The report was prepared in response to a bipartisan request from subcommittee Chairman Tim Murphy (R-PA) and Ranking Member Diana DeGette (D-CO). Subcommittee members heard testimony at a series of hearings exposing a systematic pattern of focusing federal dollars elsewhere than on those with the profound psychiatric diseases such as schizophrenia and severe bipolar disorder. This population, estimated at 10 million by the GAO to include individuals with severe depression, is at significantly greater risk for homelessness, arrest and incarceration, suicide, homicide and a number of other negative results when they do not receive treatment.

‘The Oversight subcommittee wanted to know whether the needs of society’s most vulnerable citizens were being addressed by the federal agencies charged with meeting those needs, especially SAMHSA,’ said Fuller. ‘The GAO found they are not.'”

Treatment Options

I’m a mental health activist because I think a lot of traditional treatment options fail the people they’re supposed to help.

The traditional drug rehab treatment center industry is not regulated. How can it help a person that keeps going into the same centers over and over and relapsing? There are only a few treatment centers using evidence-based practices. And too often traditional rehab centers fail individuals who have a co-occurring mental illness. You can read about this in the book Clean by David Sheff that I reviewed at HealthCentral in September 2013.

Too often, traditional “day programs” fail young people with mental illnesses too. These programs are often little more than babysitting services. They fail young people who have the potential to do so much more after they’re newly diagnosed with schizophrenia or another mental illness.

Thus I don’t consider myself to be an “advocate” for traditional community mental health centers like the followers of the current “recovery movement” claim are the best options for treating people with mental illnesses.

I’m an activist who wants to see better options available for everyone who first experiences emotional or mental distress. I will continue to fight for the right of everyone to get the right treatment, right away when they have a break.

○ ○ ○

Task item A:
In the passage on mental health treatment options, reproduce everything between "I’m a mental" and "another mental illness.", inclusive, swapping "evidence-based practices" for "proven methods".
Task item B:
Carry on the piece about mental health treatment options, starting right after its final sentence.

[Collected data entries]
○ ○ ○

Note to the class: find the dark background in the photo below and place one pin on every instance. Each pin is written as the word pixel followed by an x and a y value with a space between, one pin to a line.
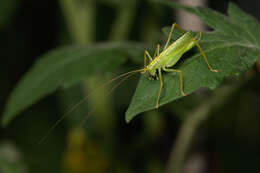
pixel 227 142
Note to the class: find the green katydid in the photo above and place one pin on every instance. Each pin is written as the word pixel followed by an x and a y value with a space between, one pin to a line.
pixel 170 56
pixel 162 61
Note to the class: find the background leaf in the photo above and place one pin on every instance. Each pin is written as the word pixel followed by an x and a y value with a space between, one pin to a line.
pixel 63 68
pixel 232 48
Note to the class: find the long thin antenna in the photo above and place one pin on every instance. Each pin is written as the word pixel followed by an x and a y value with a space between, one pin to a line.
pixel 127 74
pixel 110 92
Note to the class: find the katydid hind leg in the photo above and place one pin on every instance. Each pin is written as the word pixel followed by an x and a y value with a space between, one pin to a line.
pixel 170 35
pixel 181 78
pixel 205 57
pixel 157 51
pixel 197 44
pixel 146 53
pixel 160 89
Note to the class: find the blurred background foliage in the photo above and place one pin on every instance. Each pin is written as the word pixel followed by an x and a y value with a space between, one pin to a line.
pixel 227 141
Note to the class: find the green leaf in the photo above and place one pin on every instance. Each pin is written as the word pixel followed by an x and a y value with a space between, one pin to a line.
pixel 232 48
pixel 63 68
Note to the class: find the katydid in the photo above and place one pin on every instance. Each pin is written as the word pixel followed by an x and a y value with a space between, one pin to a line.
pixel 170 55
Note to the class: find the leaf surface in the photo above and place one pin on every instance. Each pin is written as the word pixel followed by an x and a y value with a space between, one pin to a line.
pixel 63 68
pixel 232 48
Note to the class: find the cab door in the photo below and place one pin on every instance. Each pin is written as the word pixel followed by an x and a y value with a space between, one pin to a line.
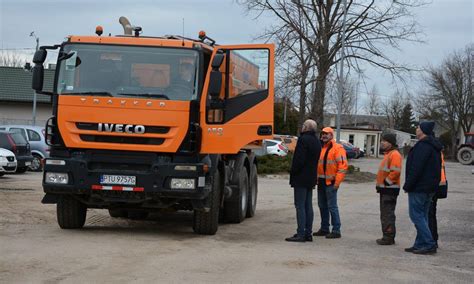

○ ○ ○

Your response A:
I’m a mental health activist because I think a lot of traditional treatment options fail the people they’re supposed to help.

The traditional drug rehab treatment center industry is not regulated. How can it help a person that keeps going into the same centers over and over and relapsing? There are only a few treatment centers using proven methods. And too often traditional rehab centers fail individuals who have a co-occurring mental illness. You can read about this in the book Clean by David Sheff that I reviewed at HealthCentral in September 2013.

Too often, traditional “day programs” fail young people with mental illnesses too. These programs are often little more than babysitting services. They fail young people who have the potential to do so much more after they’re newly diagnosed with schizophrenia or another mental illness.

Your response B:
Doing nothing is not the solution. Turning people away from the hospital doors is not the answer. Using consumers as cut-rate labor is not the answer. Having anti-psychiatry consumers advise our loved ones not to take medication and to refuse the treatment that would help is not the solution either.

Social skills training and cognitive remediation are best-practices treatment that can help individuals with schizophrenia resume having a normal life.

Going off your medication and getting sick is not in my estimation the way to resume having a normal life. Denying you have an illness is the sure-fire way to become ill. Ironic, yet true.

Business-as-usual hasn’t worked for years. I’m an activist because I don’t “advocate” for the “right” to be psychotic. I don’t “advocate” for a person to accept having symptoms, when getting the right treatment quickly will enable them to live symptom-free or with minimal hardship from minor symptoms.

I had a doctor tell me that “total symptom relief” was the only acceptable outcome for my treatment. No kidding. He set the bar that high.

We need to set the bar higher for the kinds of outcomes we can expect for people newly diagnosed with schizophrenia and other mental illnesses.

We need to set the bar because no one should have to endure years and years if not decades of hell from ongoing symptoms, all because their treatment was delayed for too long.

The earlier a person gets the right treatment, the better the outcome is. That’s the bottom line.

I will continue to fight for everyone to have quick access to the right treatment for their needs. I will not join the chorus of haters bashing psychiatry and advancing their no-medication-no-treatment-at-any-time agenda.

Setting the bar higher is an idea whose time has come.